WORK TO COMPLETE -
The answer is the complete listing below, written out again exactly.

ENTRIES PROVIDED -

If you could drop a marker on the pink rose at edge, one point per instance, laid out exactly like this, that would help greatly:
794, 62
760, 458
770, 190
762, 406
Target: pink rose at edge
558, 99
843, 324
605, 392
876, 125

ANSWER AREA -
If you could drop a marker on the pink rose at edge, one point per instance, laid out exactly like this, that would help greatly:
794, 62
760, 458
770, 190
762, 406
Target: pink rose at edge
558, 99
843, 324
605, 392
876, 125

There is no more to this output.